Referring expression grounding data
──────

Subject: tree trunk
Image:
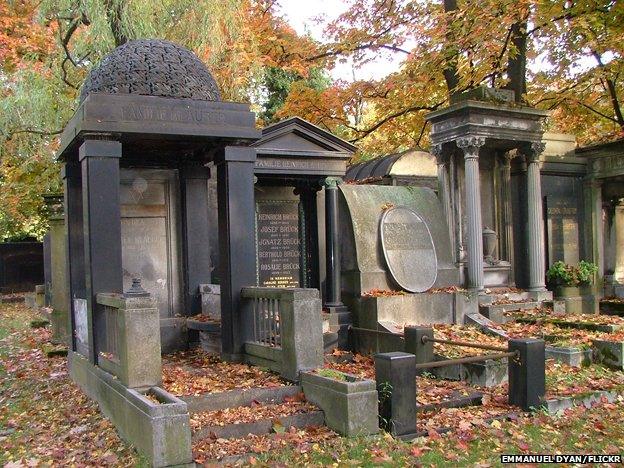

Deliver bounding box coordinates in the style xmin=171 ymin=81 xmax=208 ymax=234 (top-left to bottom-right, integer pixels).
xmin=505 ymin=21 xmax=527 ymax=103
xmin=104 ymin=0 xmax=127 ymax=47
xmin=442 ymin=0 xmax=460 ymax=93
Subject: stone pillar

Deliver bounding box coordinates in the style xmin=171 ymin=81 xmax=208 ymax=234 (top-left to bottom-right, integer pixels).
xmin=508 ymin=338 xmax=545 ymax=411
xmin=181 ymin=165 xmax=212 ymax=314
xmin=80 ymin=139 xmax=124 ymax=364
xmin=374 ymin=352 xmax=417 ymax=438
xmin=500 ymin=154 xmax=515 ymax=282
xmin=523 ymin=142 xmax=548 ymax=297
xmin=615 ymin=199 xmax=624 ymax=286
xmin=43 ymin=194 xmax=70 ymax=345
xmin=432 ymin=144 xmax=455 ymax=260
xmin=324 ymin=177 xmax=345 ymax=311
xmin=62 ymin=162 xmax=86 ymax=355
xmin=457 ymin=136 xmax=486 ymax=292
xmin=216 ymin=146 xmax=257 ymax=361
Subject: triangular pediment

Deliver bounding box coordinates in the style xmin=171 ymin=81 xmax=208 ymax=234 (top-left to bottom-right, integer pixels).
xmin=253 ymin=117 xmax=356 ymax=156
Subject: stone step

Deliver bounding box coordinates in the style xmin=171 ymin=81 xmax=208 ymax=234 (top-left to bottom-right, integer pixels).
xmin=600 ymin=300 xmax=624 ymax=317
xmin=479 ymin=301 xmax=540 ymax=323
xmin=181 ymin=385 xmax=302 ymax=413
xmin=191 ymin=410 xmax=325 ymax=442
xmin=416 ymin=392 xmax=483 ymax=413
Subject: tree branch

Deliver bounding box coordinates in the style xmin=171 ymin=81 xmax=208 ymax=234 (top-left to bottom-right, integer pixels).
xmin=349 ymin=101 xmax=443 ymax=143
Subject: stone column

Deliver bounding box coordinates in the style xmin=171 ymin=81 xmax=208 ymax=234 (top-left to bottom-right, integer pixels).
xmin=80 ymin=139 xmax=124 ymax=364
xmin=324 ymin=177 xmax=344 ymax=310
xmin=591 ymin=181 xmax=605 ymax=283
xmin=457 ymin=136 xmax=486 ymax=292
xmin=432 ymin=144 xmax=455 ymax=259
xmin=615 ymin=199 xmax=624 ymax=285
xmin=500 ymin=152 xmax=515 ymax=283
xmin=523 ymin=142 xmax=548 ymax=296
xmin=62 ymin=162 xmax=86 ymax=355
xmin=181 ymin=165 xmax=212 ymax=314
xmin=216 ymin=146 xmax=257 ymax=361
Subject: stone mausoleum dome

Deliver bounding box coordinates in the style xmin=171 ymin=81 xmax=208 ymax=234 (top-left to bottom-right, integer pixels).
xmin=79 ymin=39 xmax=221 ymax=103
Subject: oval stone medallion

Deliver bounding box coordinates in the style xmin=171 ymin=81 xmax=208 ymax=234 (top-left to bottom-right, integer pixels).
xmin=380 ymin=206 xmax=438 ymax=293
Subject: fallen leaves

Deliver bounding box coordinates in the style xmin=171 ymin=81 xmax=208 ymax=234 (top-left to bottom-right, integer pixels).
xmin=190 ymin=399 xmax=316 ymax=430
xmin=161 ymin=349 xmax=286 ymax=396
xmin=0 ymin=302 xmax=139 ymax=466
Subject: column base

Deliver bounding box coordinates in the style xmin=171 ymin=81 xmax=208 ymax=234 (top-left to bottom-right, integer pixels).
xmin=324 ymin=308 xmax=351 ymax=350
xmin=527 ymin=289 xmax=553 ymax=301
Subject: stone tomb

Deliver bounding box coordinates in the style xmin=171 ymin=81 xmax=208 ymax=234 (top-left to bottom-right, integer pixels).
xmin=339 ymin=184 xmax=477 ymax=353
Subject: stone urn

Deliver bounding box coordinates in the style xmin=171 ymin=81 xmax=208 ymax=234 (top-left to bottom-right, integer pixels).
xmin=482 ymin=227 xmax=498 ymax=263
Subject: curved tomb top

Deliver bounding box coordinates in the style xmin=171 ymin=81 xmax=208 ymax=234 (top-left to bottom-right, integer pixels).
xmin=79 ymin=39 xmax=221 ymax=103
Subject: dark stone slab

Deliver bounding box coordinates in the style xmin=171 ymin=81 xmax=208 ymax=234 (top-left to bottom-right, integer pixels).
xmin=256 ymin=200 xmax=301 ymax=288
xmin=508 ymin=339 xmax=546 ymax=411
xmin=380 ymin=207 xmax=437 ymax=293
xmin=374 ymin=352 xmax=417 ymax=437
xmin=0 ymin=242 xmax=44 ymax=293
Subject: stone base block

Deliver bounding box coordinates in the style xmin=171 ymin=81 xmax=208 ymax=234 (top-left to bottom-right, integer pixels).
xmin=50 ymin=308 xmax=70 ymax=345
xmin=557 ymin=295 xmax=598 ymax=314
xmin=355 ymin=292 xmax=478 ymax=331
xmin=431 ymin=356 xmax=508 ymax=387
xmin=69 ymin=352 xmax=192 ymax=467
xmin=461 ymin=359 xmax=508 ymax=387
xmin=545 ymin=346 xmax=592 ymax=367
xmin=160 ymin=317 xmax=188 ymax=354
xmin=301 ymin=371 xmax=378 ymax=437
xmin=200 ymin=284 xmax=221 ymax=320
xmin=592 ymin=340 xmax=624 ymax=370
xmin=528 ymin=290 xmax=553 ymax=302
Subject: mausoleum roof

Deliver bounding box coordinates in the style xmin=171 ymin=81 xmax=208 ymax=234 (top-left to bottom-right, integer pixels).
xmin=79 ymin=39 xmax=221 ymax=103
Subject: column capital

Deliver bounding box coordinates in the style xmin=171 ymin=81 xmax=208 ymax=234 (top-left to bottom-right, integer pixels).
xmin=521 ymin=141 xmax=546 ymax=163
xmin=430 ymin=144 xmax=447 ymax=165
xmin=324 ymin=176 xmax=343 ymax=188
xmin=215 ymin=146 xmax=256 ymax=164
xmin=456 ymin=136 xmax=486 ymax=159
xmin=78 ymin=139 xmax=122 ymax=161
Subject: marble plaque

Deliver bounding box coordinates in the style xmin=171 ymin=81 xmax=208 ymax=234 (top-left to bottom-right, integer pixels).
xmin=380 ymin=206 xmax=438 ymax=292
xmin=73 ymin=298 xmax=89 ymax=357
xmin=121 ymin=216 xmax=169 ymax=317
xmin=256 ymin=201 xmax=301 ymax=288
xmin=546 ymin=197 xmax=579 ymax=265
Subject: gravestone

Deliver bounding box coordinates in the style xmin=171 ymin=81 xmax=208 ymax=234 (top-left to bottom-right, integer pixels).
xmin=380 ymin=207 xmax=437 ymax=292
xmin=339 ymin=185 xmax=474 ymax=339
xmin=120 ymin=171 xmax=181 ymax=318
xmin=256 ymin=200 xmax=301 ymax=288
xmin=545 ymin=196 xmax=579 ymax=265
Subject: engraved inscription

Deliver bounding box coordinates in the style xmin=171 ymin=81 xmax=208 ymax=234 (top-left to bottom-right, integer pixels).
xmin=256 ymin=201 xmax=301 ymax=288
xmin=546 ymin=197 xmax=579 ymax=265
xmin=122 ymin=104 xmax=227 ymax=125
xmin=121 ymin=216 xmax=170 ymax=317
xmin=380 ymin=207 xmax=438 ymax=293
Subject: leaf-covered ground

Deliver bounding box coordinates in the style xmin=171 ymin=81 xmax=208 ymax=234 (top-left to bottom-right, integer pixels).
xmin=3 ymin=300 xmax=624 ymax=466
xmin=162 ymin=349 xmax=286 ymax=396
xmin=259 ymin=398 xmax=624 ymax=466
xmin=0 ymin=302 xmax=143 ymax=467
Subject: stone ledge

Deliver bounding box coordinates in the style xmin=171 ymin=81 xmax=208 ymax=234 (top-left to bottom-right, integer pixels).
xmin=181 ymin=385 xmax=301 ymax=413
xmin=543 ymin=388 xmax=622 ymax=414
xmin=192 ymin=411 xmax=324 ymax=442
xmin=68 ymin=351 xmax=192 ymax=467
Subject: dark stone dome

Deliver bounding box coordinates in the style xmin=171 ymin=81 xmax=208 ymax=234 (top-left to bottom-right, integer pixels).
xmin=79 ymin=39 xmax=221 ymax=103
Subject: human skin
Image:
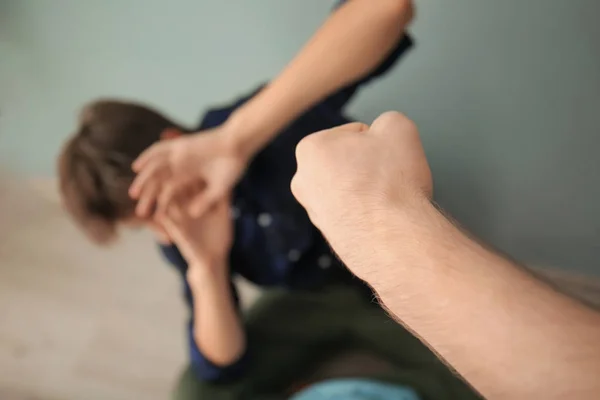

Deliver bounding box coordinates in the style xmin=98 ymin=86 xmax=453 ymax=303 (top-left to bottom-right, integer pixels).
xmin=291 ymin=112 xmax=600 ymax=399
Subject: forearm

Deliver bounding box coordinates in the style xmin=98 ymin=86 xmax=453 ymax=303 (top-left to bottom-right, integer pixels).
xmin=226 ymin=0 xmax=413 ymax=157
xmin=351 ymin=197 xmax=600 ymax=399
xmin=188 ymin=264 xmax=246 ymax=367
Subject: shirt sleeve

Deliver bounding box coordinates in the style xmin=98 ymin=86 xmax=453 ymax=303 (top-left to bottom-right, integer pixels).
xmin=159 ymin=244 xmax=249 ymax=382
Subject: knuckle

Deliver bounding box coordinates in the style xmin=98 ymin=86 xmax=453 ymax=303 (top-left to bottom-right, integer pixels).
xmin=340 ymin=122 xmax=369 ymax=132
xmin=295 ymin=135 xmax=318 ymax=161
xmin=290 ymin=176 xmax=310 ymax=209
xmin=290 ymin=175 xmax=302 ymax=200
xmin=373 ymin=110 xmax=408 ymax=126
xmin=371 ymin=111 xmax=418 ymax=135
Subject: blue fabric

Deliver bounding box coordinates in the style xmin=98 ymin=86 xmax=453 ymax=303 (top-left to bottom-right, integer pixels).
xmin=186 ymin=321 xmax=250 ymax=382
xmin=290 ymin=379 xmax=421 ymax=400
xmin=160 ymin=22 xmax=414 ymax=382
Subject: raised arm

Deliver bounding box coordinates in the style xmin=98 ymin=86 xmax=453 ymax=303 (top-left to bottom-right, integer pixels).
xmin=291 ymin=112 xmax=600 ymax=399
xmin=130 ymin=0 xmax=414 ymax=217
xmin=226 ymin=0 xmax=414 ymax=157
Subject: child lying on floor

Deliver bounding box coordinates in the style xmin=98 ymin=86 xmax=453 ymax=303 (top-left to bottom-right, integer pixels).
xmin=57 ymin=30 xmax=413 ymax=384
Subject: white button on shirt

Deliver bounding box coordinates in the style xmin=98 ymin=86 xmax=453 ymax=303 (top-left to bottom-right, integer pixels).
xmin=257 ymin=213 xmax=273 ymax=227
xmin=288 ymin=249 xmax=301 ymax=262
xmin=318 ymin=254 xmax=332 ymax=269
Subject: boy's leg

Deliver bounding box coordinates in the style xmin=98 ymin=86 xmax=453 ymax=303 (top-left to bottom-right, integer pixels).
xmin=173 ymin=285 xmax=481 ymax=400
xmin=172 ymin=287 xmax=361 ymax=400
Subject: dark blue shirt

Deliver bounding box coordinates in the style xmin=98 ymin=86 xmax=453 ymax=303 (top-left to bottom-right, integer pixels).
xmin=160 ymin=30 xmax=413 ymax=382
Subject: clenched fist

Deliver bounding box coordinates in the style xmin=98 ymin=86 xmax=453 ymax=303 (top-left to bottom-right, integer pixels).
xmin=291 ymin=112 xmax=432 ymax=281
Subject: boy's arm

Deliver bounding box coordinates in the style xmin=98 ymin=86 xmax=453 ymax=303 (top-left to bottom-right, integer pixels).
xmin=226 ymin=0 xmax=415 ymax=157
xmin=131 ymin=0 xmax=414 ymax=216
xmin=187 ymin=261 xmax=246 ymax=376
xmin=157 ymin=197 xmax=246 ymax=380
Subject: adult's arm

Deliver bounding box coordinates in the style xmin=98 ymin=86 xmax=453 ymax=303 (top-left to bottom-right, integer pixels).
xmin=365 ymin=197 xmax=600 ymax=399
xmin=291 ymin=112 xmax=600 ymax=399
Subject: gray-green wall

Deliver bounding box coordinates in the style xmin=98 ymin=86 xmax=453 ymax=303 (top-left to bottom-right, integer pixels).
xmin=1 ymin=0 xmax=599 ymax=274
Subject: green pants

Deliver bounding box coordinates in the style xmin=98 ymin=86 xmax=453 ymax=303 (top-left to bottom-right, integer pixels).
xmin=173 ymin=286 xmax=481 ymax=400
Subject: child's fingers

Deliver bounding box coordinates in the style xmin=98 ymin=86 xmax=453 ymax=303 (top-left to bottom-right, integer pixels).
xmin=132 ymin=142 xmax=165 ymax=172
xmin=135 ymin=181 xmax=159 ymax=218
xmin=160 ymin=179 xmax=205 ymax=215
xmin=189 ymin=186 xmax=220 ymax=217
xmin=155 ymin=202 xmax=185 ymax=241
xmin=217 ymin=195 xmax=232 ymax=216
xmin=185 ymin=180 xmax=207 ymax=204
xmin=151 ymin=221 xmax=173 ymax=245
xmin=129 ymin=161 xmax=167 ymax=198
xmin=167 ymin=202 xmax=184 ymax=221
xmin=156 ymin=180 xmax=184 ymax=214
xmin=155 ymin=211 xmax=182 ymax=244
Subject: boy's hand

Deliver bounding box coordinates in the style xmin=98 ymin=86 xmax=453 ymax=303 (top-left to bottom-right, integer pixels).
xmin=130 ymin=127 xmax=248 ymax=219
xmin=157 ymin=193 xmax=233 ymax=271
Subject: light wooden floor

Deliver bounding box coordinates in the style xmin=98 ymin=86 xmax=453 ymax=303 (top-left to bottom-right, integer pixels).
xmin=1 ymin=175 xmax=598 ymax=400
xmin=0 ymin=175 xmax=261 ymax=400
xmin=0 ymin=176 xmax=189 ymax=400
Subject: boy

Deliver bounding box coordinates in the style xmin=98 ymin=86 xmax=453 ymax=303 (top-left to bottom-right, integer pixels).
xmin=58 ymin=33 xmax=413 ymax=383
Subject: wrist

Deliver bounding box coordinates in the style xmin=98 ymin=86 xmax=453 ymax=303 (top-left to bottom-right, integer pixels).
xmin=187 ymin=260 xmax=229 ymax=289
xmin=224 ymin=93 xmax=285 ymax=160
xmin=222 ymin=111 xmax=262 ymax=162
xmin=338 ymin=192 xmax=443 ymax=291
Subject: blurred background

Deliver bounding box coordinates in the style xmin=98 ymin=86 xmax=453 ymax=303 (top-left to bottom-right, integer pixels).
xmin=1 ymin=0 xmax=599 ymax=399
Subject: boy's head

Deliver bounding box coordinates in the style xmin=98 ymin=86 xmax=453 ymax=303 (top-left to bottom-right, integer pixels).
xmin=58 ymin=100 xmax=184 ymax=244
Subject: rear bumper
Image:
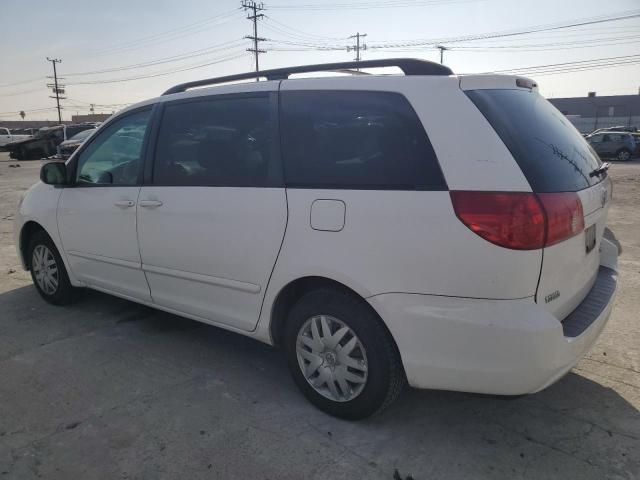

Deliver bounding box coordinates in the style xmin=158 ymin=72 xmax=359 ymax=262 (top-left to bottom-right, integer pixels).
xmin=368 ymin=238 xmax=618 ymax=395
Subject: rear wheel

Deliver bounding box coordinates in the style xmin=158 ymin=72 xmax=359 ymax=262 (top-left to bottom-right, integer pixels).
xmin=616 ymin=148 xmax=631 ymax=162
xmin=27 ymin=231 xmax=74 ymax=305
xmin=284 ymin=288 xmax=405 ymax=420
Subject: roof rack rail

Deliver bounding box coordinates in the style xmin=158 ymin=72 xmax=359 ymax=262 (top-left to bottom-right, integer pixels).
xmin=162 ymin=58 xmax=453 ymax=95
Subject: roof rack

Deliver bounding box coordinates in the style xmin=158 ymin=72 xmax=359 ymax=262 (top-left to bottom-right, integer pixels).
xmin=162 ymin=58 xmax=453 ymax=95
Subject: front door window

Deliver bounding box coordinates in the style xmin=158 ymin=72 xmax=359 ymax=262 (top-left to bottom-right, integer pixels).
xmin=76 ymin=109 xmax=151 ymax=185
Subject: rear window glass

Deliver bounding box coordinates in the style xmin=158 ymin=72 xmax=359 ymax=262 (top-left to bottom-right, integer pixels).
xmin=466 ymin=89 xmax=603 ymax=192
xmin=280 ymin=91 xmax=446 ymax=190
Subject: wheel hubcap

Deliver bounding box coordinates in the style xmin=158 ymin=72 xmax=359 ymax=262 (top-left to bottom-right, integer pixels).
xmin=32 ymin=245 xmax=58 ymax=295
xmin=296 ymin=315 xmax=368 ymax=402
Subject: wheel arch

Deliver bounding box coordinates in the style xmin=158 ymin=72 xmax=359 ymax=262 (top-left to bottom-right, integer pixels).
xmin=269 ymin=276 xmax=402 ymax=360
xmin=19 ymin=220 xmax=48 ymax=269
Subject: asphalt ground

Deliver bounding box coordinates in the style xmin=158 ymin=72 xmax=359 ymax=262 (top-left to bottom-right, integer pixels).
xmin=0 ymin=152 xmax=638 ymax=480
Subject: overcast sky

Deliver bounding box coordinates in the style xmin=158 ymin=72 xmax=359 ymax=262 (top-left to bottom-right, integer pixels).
xmin=1 ymin=0 xmax=639 ymax=121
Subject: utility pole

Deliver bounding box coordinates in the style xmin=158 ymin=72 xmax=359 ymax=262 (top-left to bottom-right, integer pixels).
xmin=46 ymin=57 xmax=65 ymax=123
xmin=347 ymin=32 xmax=367 ymax=63
xmin=241 ymin=1 xmax=266 ymax=81
xmin=436 ymin=45 xmax=448 ymax=65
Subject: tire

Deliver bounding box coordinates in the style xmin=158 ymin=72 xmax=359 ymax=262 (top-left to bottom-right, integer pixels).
xmin=27 ymin=230 xmax=74 ymax=305
xmin=284 ymin=288 xmax=406 ymax=420
xmin=616 ymin=148 xmax=631 ymax=162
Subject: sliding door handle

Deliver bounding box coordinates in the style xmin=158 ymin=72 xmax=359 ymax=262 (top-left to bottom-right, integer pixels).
xmin=139 ymin=200 xmax=163 ymax=208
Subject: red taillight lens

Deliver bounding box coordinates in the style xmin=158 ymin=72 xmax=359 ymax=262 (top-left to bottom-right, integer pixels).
xmin=450 ymin=191 xmax=546 ymax=250
xmin=450 ymin=191 xmax=585 ymax=250
xmin=537 ymin=192 xmax=584 ymax=246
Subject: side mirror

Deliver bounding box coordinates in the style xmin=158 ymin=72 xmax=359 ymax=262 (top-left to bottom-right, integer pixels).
xmin=40 ymin=162 xmax=68 ymax=186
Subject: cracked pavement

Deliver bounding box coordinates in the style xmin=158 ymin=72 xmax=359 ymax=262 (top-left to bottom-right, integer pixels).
xmin=0 ymin=154 xmax=638 ymax=479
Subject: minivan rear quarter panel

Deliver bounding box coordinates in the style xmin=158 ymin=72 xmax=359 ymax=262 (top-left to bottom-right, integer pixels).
xmin=260 ymin=77 xmax=542 ymax=309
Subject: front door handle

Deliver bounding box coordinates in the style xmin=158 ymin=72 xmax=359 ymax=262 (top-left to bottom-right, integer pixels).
xmin=139 ymin=200 xmax=163 ymax=208
xmin=114 ymin=200 xmax=135 ymax=208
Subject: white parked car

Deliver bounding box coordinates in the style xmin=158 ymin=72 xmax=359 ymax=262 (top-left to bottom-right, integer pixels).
xmin=0 ymin=127 xmax=31 ymax=147
xmin=14 ymin=59 xmax=618 ymax=419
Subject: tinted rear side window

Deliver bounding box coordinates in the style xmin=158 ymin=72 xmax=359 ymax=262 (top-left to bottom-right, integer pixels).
xmin=153 ymin=95 xmax=279 ymax=187
xmin=466 ymin=89 xmax=603 ymax=192
xmin=280 ymin=91 xmax=446 ymax=190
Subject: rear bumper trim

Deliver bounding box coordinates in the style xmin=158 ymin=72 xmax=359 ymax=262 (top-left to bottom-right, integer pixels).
xmin=562 ymin=266 xmax=617 ymax=338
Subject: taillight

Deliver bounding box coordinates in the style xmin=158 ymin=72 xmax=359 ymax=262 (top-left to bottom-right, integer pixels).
xmin=537 ymin=193 xmax=584 ymax=246
xmin=450 ymin=191 xmax=584 ymax=250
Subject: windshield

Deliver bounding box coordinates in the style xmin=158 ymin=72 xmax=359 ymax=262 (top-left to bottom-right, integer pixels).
xmin=466 ymin=89 xmax=603 ymax=192
xmin=70 ymin=129 xmax=95 ymax=141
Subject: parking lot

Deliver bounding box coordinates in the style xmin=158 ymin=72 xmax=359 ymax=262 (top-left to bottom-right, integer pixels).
xmin=0 ymin=151 xmax=638 ymax=479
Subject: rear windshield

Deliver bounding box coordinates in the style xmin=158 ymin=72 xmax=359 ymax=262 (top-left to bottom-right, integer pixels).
xmin=466 ymin=89 xmax=603 ymax=192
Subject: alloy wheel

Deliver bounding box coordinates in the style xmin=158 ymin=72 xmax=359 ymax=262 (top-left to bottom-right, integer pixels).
xmin=618 ymin=150 xmax=631 ymax=161
xmin=32 ymin=245 xmax=59 ymax=295
xmin=296 ymin=315 xmax=368 ymax=402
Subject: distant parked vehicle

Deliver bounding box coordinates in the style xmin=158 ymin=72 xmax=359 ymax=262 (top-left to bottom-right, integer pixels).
xmin=632 ymin=133 xmax=640 ymax=156
xmin=5 ymin=124 xmax=95 ymax=160
xmin=0 ymin=127 xmax=31 ymax=148
xmin=11 ymin=128 xmax=38 ymax=136
xmin=586 ymin=132 xmax=636 ymax=161
xmin=55 ymin=128 xmax=97 ymax=159
xmin=590 ymin=126 xmax=638 ymax=135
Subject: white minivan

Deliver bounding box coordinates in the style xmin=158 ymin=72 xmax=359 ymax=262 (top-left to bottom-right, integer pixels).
xmin=14 ymin=59 xmax=618 ymax=419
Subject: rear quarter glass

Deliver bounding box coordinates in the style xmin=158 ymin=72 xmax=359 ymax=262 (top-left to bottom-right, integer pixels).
xmin=465 ymin=89 xmax=604 ymax=193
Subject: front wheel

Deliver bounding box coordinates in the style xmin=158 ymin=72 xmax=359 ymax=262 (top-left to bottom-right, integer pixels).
xmin=27 ymin=231 xmax=75 ymax=305
xmin=284 ymin=288 xmax=406 ymax=420
xmin=616 ymin=148 xmax=631 ymax=162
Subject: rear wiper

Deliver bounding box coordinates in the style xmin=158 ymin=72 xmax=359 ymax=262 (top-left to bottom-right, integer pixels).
xmin=589 ymin=162 xmax=610 ymax=178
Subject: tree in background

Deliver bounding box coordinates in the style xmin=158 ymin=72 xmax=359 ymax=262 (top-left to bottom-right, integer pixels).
xmin=19 ymin=110 xmax=25 ymax=120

──────

**Problem statement**
Make an exact copy of the records from their first line through the line containing "Subject: stone step", both ends included, with the pictures omitted.

**Task answer**
Subject: tree trunk
Image:

Deliver bounding box coordinates in the style xmin=171 ymin=81 xmax=208 ymax=234 (top-left to bottom-right, integer pixels).
xmin=505 ymin=21 xmax=527 ymax=103
xmin=104 ymin=0 xmax=127 ymax=47
xmin=442 ymin=0 xmax=460 ymax=93
Subject: stone pillar

Deliver bounding box coordinates in the style xmin=171 ymin=81 xmax=208 ymax=234 (top-left to bottom-right, integer pixels).
xmin=508 ymin=338 xmax=545 ymax=411
xmin=181 ymin=165 xmax=212 ymax=314
xmin=80 ymin=139 xmax=124 ymax=364
xmin=374 ymin=352 xmax=417 ymax=438
xmin=500 ymin=154 xmax=515 ymax=282
xmin=523 ymin=142 xmax=548 ymax=297
xmin=615 ymin=199 xmax=624 ymax=286
xmin=43 ymin=194 xmax=70 ymax=345
xmin=432 ymin=144 xmax=455 ymax=260
xmin=324 ymin=177 xmax=345 ymax=311
xmin=62 ymin=162 xmax=86 ymax=355
xmin=457 ymin=136 xmax=486 ymax=292
xmin=216 ymin=146 xmax=257 ymax=361
Subject: triangular pediment

Deliver bounding box coordinates in the style xmin=171 ymin=81 xmax=208 ymax=234 (top-left to bottom-right, integer pixels).
xmin=253 ymin=117 xmax=356 ymax=156
Subject: stone step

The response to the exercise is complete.